However, incorrect use of shielding gas can have negative effects on welding.
(1) Incorrect use of shielding gas can result in the degradation of the weld;
(2) Choosing an inappropriate gas type may cause cracks in the weld, and can also lower the mechanical properties of the weld;
(3) The incorrect selection of gas flow rate may lead to increased oxidation of the weld (whether the flow rate is too high or too low), or the metal of the weld pool may be severely disrupted by external forces, leading to collapse or uneven formation of the weld;
(4) Selecting an incorrect method of gas flow may result in a lack of protection for the weld, or even have no protective effect at all, or have a negative impact on weld formation;
(5) The penetration of the welding seam will be impacted by the flow of shielding gas, particularly when welding thin plates.
The commonly used shielding gases for laser welding are nitrogen (N2), argon (Ar), and helium (He). Their physical and chemical properties differ, thus their effect on the weld also varies.
The ionization energy of N2 is moderate, with a value higher than that of Ar and lower than that of He.
Under the action of a laser, the ionization of N2 is generally moderate, which can reduce the formation of plasma clouds and increase the effective utilization of the laser.
However, when nitrogen reacts with aluminum alloy or carbon steel at a certain temperature, it produces nitride, which can result in a decrease in the toughness and weld brittleness and have a negative impact on the mechanical properties of the weld joint.
Therefore, it is not recommended to use nitrogen as a protective gas when welding aluminum alloy or carbon steel.
On the other hand, when nitrogen reacts with stainless steel, it can improve the strength of the weld joint and positively affect the mechanical properties of the weld.
As a result, nitrogen can be used as a shielding gas when welding stainless steel.
The ionization energy of Ar is relatively low, and under the action of a laser, its ionization degree is relatively high, which can negatively impact the control of plasma cloud formation and the effective utilization of the laser.
However, Ar’s low reactivity with common metals and its relatively low cost make it an attractive option. Additionally, its high density allows it to sink effectively above the weld pool, providing a better protective environment.
For these reasons, Ar is commonly used as a conventional shielding gas.
The ionization energy of He is the highest, and under the action of a laser, its ionization degree is very low, making it effective in controlling the formation of plasma clouds.
Laser can effectively act on metals, and He’s low reactivity and low activity make it a good shielding gas for welding.
However, the high cost of He makes it unsuitable for widespread use in mass-produced products. It is typically used in scientific research or high-value products.

**Task requirements**
1) Rewrite the stretch of the shielding gas text from "However, when nitrogen" through "welding stainless steel.", changing each "stainless steel" to "duplex stainless steel".
2) According to the shielding gas text, what makes helium unsuitable for widespread use in mass-produced products?

**Data rows**
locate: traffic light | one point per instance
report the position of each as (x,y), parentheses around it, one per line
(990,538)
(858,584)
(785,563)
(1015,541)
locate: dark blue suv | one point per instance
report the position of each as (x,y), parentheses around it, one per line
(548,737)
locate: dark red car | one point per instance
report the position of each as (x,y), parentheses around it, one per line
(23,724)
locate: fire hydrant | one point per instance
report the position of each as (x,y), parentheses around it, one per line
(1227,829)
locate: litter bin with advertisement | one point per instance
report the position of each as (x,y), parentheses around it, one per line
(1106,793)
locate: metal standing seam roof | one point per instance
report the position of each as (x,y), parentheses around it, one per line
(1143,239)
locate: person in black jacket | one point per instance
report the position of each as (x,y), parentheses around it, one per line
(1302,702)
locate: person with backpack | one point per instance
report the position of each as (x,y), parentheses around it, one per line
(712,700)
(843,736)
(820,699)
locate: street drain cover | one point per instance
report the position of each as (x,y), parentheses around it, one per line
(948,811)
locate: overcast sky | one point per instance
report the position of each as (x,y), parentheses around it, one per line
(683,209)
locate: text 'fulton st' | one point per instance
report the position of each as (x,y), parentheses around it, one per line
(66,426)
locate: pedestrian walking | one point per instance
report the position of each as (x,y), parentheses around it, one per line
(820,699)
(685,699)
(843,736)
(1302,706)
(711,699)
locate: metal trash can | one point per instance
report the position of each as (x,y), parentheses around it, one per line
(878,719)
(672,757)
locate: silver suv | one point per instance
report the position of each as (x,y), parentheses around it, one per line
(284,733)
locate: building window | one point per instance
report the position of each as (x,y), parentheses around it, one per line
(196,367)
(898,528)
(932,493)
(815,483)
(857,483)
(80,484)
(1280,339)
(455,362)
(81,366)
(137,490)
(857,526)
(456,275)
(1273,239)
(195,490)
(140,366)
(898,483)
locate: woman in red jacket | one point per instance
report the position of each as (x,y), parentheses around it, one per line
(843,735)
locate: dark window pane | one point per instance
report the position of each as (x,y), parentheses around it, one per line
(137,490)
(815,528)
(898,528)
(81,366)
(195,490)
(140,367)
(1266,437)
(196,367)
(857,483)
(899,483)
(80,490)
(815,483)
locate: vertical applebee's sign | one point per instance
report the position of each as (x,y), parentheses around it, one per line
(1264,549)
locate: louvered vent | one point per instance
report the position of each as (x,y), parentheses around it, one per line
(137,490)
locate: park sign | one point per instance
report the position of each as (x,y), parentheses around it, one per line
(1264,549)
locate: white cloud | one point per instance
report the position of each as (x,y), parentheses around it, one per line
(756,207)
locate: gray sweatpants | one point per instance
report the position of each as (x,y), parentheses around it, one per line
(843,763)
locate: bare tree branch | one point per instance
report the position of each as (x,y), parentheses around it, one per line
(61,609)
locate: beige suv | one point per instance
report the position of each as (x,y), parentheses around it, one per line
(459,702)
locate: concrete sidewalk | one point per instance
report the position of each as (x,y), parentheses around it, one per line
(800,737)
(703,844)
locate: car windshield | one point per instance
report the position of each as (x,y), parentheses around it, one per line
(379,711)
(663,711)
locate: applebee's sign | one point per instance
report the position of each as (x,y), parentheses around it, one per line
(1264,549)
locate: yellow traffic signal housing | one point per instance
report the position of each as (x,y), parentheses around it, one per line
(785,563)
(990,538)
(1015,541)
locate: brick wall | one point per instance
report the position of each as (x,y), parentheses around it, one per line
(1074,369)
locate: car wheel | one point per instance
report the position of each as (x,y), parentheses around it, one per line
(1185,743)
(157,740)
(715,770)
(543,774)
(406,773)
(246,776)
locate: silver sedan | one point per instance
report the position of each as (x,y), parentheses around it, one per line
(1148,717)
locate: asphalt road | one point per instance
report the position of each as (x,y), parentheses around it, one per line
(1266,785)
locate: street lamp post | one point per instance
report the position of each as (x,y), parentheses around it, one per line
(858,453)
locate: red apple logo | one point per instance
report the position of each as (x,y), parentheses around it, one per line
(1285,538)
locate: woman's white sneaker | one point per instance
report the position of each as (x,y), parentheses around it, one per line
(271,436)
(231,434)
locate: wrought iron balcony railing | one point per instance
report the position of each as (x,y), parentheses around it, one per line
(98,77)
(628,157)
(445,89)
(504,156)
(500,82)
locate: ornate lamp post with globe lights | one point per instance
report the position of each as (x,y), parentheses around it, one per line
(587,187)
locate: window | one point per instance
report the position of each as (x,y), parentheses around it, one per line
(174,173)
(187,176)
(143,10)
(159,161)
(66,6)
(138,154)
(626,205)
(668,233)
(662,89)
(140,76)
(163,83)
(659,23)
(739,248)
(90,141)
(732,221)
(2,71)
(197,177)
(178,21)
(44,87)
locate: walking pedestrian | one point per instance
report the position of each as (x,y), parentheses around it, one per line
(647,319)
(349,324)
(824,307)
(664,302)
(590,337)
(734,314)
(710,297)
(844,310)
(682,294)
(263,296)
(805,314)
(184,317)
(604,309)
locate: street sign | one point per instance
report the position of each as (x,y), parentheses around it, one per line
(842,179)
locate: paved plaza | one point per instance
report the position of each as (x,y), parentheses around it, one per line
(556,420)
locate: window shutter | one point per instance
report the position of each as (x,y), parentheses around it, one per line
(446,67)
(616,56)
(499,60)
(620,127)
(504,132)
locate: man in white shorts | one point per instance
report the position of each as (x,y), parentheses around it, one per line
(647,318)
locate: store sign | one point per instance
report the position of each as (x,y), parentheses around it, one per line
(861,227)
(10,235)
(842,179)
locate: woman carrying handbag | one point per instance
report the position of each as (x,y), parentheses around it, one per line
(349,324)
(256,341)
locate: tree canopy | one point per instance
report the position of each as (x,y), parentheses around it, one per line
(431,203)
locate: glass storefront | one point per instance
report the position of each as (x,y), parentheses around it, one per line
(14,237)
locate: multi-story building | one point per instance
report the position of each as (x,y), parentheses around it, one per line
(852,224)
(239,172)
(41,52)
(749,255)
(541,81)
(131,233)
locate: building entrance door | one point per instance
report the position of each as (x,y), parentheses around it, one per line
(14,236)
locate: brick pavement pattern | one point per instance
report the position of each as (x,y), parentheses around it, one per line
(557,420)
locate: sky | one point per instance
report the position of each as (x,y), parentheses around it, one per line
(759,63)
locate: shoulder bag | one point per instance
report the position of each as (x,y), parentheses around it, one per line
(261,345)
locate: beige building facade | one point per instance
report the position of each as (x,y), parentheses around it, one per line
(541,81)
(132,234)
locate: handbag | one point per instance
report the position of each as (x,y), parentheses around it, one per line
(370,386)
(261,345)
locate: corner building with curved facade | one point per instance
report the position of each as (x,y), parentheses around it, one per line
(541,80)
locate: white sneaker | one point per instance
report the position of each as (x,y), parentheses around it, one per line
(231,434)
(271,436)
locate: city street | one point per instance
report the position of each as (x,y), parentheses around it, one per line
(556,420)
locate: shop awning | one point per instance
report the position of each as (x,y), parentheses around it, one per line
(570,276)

**Answers for this exercise**
1)
However, when nitrogen reacts with aluminum alloy or carbon steel at a certain temperature, it produces nitride, which can result in a decrease in the toughness and weld brittleness and have a negative impact on the mechanical properties of the weld joint.
Therefore, it is not recommended to use nitrogen as a protective gas when welding aluminum alloy or carbon steel.
On the other hand, when nitrogen reacts with duplex stainless steel, it can improve the strength of the weld joint and positively affect the mechanical properties of the weld.
As a result, nitrogen can be used as a shielding gas when welding duplex stainless steel.

2) Its high cost.